> _Problem to work on_: Quote the post on Covid and alcohol below, beginning with the words "The study only" and stopping after "the beer industry.".

Is Covid Affecting Alcohol Consumption?
This is a fairly small and speculative item, but it seems worthy of attention. A recent paper suggests that hangovers are worse for people with long Covid. This is the small part:
“The patients highlighted in this report, despite varying demographics and health backgrounds, share a new-onset sensitivity to alcohol post-COVID-19 infection, triggering unprecedented symptoms at similar or lower alcohol consumption levels.”
The study only looked at four people and it’s just a review of their cases. Statistically, not much there. But now to the speculative bit. I had Covid in 2022, but it was a very mild case. Nevertheless, I noticed that alcohol seemed to give me a pretty bad hangover even when I drank just one beer. At the time I wasn’t sure it even was a hangover. I mean, I had Covid and felt crummy. But now it gets me thinking—maybe there is a relationship, and maybe it’s part of what’s dragging down the beer industry.
A lot of people have contracted Covid in the past four years, and most of us had at least some symptoms. It’s a bit harder to assess long Covid—estimates vary from single digit percentages of the population to hefty chucks of it. Even in my mild case, the post-active phase was way longer than the symptomatic phase. It took a month before I was able to go for a bike ride and not get immediately winded and dizzy. So I’d guess that there’s a very large gray area about what even constitutes “long” Covid.

> _Given entries_:
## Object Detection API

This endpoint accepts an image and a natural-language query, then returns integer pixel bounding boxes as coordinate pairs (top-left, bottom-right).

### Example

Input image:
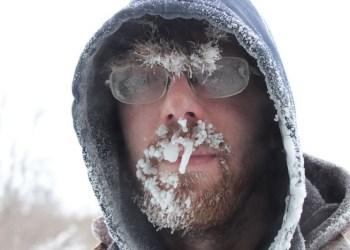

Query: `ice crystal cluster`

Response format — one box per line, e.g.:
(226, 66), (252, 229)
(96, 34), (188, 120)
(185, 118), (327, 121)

(136, 118), (231, 232)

> _Task solution_:
The study only looked at four people and it’s just a review of their cases. Statistically, not much there. But now to the speculative bit. I had Covid in 2022, but it was a very mild case. Nevertheless, I noticed that alcohol seemed to give me a pretty bad hangover even when I drank just one beer. At the time I wasn’t sure it even was a hangover. I mean, I had Covid and felt crummy. But now it gets me thinking—maybe there is a relationship, and maybe it’s part of what’s dragging down the beer industry.